- WHAT IS REQUIRED:
Say how many lines in the records include the string "before", adding no other words.

========================

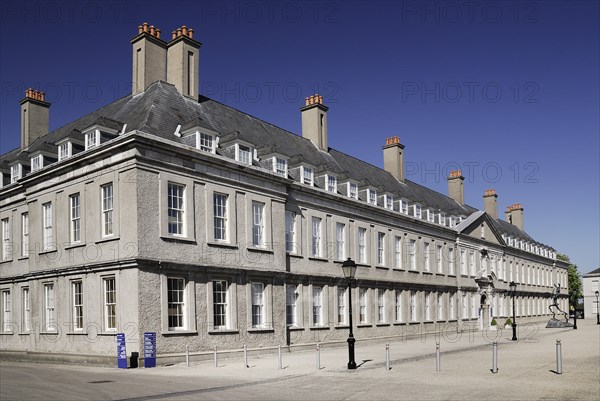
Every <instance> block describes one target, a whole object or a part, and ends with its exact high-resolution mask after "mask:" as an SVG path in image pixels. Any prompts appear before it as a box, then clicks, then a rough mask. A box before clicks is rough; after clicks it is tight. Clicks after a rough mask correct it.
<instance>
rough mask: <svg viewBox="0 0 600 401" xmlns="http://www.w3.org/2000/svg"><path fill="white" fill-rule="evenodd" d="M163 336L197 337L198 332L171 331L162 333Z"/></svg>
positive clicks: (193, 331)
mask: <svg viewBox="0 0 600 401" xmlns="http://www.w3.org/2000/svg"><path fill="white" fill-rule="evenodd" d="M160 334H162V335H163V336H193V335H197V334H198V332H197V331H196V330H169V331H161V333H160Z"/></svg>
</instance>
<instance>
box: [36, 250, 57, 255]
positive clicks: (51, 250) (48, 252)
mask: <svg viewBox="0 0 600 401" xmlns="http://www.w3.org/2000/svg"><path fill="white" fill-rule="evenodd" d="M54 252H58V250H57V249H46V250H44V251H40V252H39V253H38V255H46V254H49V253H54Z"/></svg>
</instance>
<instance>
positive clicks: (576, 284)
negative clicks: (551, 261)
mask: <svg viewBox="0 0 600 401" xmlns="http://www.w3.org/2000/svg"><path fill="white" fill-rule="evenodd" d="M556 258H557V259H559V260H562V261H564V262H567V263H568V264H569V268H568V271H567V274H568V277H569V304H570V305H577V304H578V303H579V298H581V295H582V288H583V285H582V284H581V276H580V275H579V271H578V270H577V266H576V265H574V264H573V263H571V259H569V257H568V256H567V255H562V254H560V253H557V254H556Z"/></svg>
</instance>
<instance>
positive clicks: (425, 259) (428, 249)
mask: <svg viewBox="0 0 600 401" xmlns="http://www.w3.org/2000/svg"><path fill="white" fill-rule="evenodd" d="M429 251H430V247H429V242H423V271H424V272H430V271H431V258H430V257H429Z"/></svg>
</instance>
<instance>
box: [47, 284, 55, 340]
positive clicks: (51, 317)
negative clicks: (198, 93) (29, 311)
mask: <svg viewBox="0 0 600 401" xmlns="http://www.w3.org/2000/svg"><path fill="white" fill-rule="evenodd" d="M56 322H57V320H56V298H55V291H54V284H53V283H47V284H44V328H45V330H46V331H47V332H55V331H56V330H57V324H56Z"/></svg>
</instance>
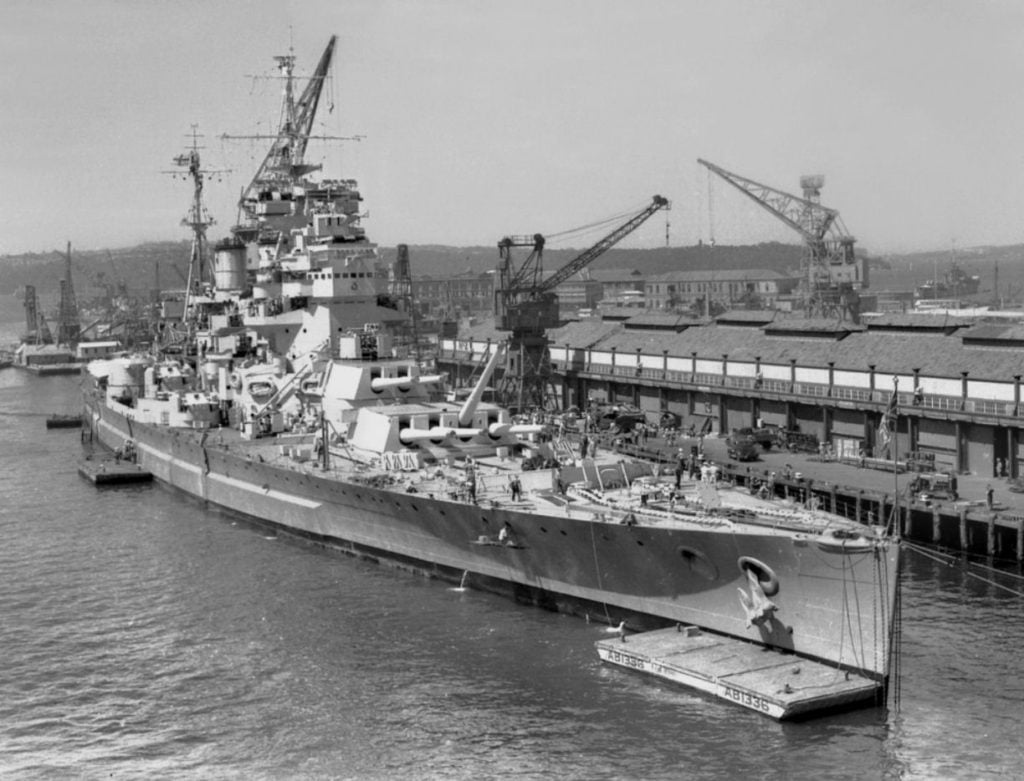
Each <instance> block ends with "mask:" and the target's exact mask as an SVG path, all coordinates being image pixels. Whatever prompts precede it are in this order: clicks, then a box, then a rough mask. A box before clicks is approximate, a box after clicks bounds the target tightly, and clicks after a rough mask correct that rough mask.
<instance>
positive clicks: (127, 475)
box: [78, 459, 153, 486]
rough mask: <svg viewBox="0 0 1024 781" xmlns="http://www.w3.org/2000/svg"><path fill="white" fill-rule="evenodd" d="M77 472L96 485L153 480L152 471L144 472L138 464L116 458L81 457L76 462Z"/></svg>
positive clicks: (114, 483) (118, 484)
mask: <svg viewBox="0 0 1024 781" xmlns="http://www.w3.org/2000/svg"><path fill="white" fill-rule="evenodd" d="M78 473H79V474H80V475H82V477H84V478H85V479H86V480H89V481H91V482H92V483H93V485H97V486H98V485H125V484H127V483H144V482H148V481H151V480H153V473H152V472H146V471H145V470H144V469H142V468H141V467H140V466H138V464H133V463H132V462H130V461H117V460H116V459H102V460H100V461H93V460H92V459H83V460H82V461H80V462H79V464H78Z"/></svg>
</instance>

========================

- RESULT OF THE EXERCISE:
2